# TO BE DONE
Return, exactly, the line that contains "of the soccer" together with all lines after it to the end of the entries, and no further lines.

# RAW DATA

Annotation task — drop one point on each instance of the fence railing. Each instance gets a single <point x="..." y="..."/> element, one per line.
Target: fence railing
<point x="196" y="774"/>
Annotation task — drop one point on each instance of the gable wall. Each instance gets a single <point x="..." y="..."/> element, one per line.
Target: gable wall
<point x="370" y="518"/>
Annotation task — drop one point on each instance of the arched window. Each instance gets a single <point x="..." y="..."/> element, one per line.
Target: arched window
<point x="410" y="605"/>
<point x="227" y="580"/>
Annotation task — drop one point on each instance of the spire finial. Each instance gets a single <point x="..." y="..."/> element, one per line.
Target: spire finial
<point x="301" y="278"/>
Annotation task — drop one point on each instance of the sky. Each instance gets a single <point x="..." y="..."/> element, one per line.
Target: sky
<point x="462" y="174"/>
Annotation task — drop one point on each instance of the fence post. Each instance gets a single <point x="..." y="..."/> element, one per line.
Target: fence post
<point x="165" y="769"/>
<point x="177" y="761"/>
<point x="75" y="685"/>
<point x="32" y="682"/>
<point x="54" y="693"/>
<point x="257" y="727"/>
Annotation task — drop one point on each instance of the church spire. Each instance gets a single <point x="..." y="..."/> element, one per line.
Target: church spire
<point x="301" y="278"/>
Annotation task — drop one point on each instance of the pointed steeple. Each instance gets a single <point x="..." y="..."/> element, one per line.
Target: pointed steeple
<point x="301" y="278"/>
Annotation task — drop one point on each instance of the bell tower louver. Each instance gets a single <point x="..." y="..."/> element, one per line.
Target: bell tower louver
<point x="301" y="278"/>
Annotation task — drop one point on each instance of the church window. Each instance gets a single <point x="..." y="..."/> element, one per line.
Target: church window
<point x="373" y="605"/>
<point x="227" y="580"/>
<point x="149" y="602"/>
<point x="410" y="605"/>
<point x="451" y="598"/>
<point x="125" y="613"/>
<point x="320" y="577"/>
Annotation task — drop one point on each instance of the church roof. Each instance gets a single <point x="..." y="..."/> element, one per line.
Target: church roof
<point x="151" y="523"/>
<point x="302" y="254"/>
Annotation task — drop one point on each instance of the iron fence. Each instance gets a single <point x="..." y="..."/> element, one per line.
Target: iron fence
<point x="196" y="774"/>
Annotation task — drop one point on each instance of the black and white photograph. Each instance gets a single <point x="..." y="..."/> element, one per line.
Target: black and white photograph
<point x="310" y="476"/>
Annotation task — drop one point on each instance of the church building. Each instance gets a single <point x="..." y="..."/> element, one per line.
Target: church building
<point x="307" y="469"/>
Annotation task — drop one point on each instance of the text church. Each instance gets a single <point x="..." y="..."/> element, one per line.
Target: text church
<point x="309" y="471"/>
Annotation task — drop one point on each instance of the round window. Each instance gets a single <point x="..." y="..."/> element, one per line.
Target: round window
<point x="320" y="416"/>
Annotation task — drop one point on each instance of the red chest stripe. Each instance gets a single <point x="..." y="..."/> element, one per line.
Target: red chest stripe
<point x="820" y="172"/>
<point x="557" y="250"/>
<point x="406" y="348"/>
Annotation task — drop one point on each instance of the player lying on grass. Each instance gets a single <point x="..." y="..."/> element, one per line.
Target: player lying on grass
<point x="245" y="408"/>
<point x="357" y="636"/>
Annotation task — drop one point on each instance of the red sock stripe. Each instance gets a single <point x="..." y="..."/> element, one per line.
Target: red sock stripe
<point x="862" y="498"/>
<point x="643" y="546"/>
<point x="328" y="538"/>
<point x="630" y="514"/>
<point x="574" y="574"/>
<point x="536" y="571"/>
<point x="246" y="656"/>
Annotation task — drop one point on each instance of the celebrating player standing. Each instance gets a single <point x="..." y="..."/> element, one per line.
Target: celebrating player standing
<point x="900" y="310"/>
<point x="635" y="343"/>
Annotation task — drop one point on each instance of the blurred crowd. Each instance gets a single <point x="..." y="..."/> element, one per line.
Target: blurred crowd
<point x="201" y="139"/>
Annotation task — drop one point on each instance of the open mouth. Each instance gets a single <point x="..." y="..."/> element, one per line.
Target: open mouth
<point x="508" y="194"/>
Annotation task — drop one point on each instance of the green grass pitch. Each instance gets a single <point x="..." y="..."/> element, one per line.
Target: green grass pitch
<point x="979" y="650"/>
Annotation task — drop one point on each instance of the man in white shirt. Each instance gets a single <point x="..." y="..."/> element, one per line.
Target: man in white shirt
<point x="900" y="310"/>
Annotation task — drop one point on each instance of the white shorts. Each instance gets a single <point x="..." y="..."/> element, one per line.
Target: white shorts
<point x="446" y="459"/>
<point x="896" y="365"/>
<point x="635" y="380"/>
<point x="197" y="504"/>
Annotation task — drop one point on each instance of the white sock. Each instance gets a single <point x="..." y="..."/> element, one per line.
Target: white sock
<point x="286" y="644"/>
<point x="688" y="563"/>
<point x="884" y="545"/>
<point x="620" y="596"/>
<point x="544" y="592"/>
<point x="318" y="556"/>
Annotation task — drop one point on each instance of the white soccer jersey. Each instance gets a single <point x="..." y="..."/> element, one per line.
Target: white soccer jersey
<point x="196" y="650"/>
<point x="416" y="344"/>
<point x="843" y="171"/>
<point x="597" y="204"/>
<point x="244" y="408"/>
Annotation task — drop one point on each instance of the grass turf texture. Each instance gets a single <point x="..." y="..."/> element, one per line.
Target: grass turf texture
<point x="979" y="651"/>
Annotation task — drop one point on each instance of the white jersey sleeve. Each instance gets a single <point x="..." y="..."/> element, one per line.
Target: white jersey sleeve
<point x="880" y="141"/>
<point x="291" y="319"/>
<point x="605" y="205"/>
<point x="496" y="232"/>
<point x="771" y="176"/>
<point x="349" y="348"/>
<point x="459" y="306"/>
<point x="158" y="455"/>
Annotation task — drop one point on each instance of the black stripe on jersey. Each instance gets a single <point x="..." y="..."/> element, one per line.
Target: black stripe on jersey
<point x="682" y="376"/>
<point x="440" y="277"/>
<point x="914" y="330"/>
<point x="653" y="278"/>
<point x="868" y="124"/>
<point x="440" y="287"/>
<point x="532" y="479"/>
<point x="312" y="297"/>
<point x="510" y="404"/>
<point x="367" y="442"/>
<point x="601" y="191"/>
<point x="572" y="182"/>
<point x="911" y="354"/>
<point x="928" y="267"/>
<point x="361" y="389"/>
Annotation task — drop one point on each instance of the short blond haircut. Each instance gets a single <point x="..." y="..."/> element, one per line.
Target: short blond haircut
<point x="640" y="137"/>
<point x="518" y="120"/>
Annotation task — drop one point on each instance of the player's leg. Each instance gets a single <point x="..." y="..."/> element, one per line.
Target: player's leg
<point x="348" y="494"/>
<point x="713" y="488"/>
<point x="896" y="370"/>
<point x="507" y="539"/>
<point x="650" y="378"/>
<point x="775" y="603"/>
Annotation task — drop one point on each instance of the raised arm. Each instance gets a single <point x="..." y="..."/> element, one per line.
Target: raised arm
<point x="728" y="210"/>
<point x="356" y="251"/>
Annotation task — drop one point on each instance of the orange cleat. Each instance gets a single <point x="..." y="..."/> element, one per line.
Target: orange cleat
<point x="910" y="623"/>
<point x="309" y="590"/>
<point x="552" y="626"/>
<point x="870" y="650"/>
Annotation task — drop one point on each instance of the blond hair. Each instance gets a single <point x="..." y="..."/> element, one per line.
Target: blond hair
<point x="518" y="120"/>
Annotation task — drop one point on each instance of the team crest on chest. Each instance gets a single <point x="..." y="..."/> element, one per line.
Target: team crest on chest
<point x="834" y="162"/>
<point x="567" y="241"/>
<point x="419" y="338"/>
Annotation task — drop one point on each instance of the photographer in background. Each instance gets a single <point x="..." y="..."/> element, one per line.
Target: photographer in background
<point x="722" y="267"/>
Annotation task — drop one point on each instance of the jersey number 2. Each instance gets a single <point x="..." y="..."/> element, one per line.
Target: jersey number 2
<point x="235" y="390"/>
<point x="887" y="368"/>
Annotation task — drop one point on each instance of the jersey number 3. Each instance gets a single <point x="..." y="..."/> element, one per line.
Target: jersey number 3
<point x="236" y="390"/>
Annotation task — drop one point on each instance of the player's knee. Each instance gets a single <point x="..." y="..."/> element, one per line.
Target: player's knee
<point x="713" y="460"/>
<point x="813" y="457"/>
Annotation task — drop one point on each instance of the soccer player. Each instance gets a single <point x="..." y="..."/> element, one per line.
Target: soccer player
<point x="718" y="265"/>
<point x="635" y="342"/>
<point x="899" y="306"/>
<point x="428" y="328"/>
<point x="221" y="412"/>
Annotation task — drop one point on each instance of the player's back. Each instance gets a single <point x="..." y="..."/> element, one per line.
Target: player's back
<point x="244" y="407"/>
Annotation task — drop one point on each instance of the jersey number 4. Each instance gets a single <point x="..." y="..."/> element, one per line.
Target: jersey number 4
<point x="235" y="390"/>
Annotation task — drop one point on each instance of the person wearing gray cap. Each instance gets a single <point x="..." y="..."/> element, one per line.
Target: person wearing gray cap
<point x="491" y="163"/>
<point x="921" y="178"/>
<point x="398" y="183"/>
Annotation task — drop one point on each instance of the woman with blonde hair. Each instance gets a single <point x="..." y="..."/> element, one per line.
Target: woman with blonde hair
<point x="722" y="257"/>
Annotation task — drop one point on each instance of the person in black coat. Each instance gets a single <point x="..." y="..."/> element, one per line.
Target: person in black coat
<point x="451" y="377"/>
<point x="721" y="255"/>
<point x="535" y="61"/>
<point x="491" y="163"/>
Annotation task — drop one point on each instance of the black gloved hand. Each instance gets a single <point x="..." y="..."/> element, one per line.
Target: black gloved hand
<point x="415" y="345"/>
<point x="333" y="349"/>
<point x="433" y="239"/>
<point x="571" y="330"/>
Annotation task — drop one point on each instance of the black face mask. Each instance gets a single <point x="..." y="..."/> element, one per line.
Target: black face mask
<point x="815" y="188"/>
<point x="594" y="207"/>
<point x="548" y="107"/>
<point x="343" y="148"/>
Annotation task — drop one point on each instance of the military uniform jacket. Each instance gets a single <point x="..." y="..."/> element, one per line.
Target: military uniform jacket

# EXERCISE ANSWER
Annotation task — drop one point on each instance of the soccer player. Each instance gets a single <point x="..." y="..."/> element, one per line.
Target: soccer player
<point x="718" y="265"/>
<point x="635" y="342"/>
<point x="899" y="306"/>
<point x="428" y="328"/>
<point x="221" y="412"/>
Annotation task — drop one point on each instance of the player's back. Each instance gets a single <point x="..." y="..."/> element, one per line.
Target: player's back
<point x="244" y="407"/>
Annotation task — drop one point on each instance of the jersey number 4. Each instance gets a single <point x="..." y="..."/> element, one per line.
Target: jersey number 4
<point x="235" y="390"/>
Annotation task — drop one point on each instance of the person wearing gray cap. Each instance gets a single <point x="..." y="..."/> element, one per line.
Target: person wearing gray cap
<point x="491" y="163"/>
<point x="921" y="178"/>
<point x="398" y="183"/>
Annotation task — drop one point on each instance of the woman with blonde hair. Each instance gets a single <point x="..." y="..."/> element, one per line.
Target: woman with blonde hair
<point x="722" y="257"/>
Annotation task — drop one point on each instance of the person in black coat. Each instance gets a single <point x="..." y="..."/> element, one per line.
Target: person in black coat
<point x="451" y="377"/>
<point x="721" y="255"/>
<point x="535" y="61"/>
<point x="491" y="163"/>
Annotation task — drop one point on each instance of the black gloved hand. Each instance gets a single <point x="..." y="..."/> element, one per line.
Target: black gloved hand
<point x="415" y="345"/>
<point x="333" y="349"/>
<point x="433" y="239"/>
<point x="571" y="330"/>
Annotation task — drop one point on each instance of the black face mask. Each instance gets a single <point x="..." y="..."/> element, one per line.
Target: black face mask
<point x="815" y="188"/>
<point x="594" y="207"/>
<point x="548" y="107"/>
<point x="343" y="148"/>
Annotation task — drop one point on each instance of the military uniform jacket. Each instance gets a single <point x="..." y="..."/> element, one per line.
Target: military uniform jacket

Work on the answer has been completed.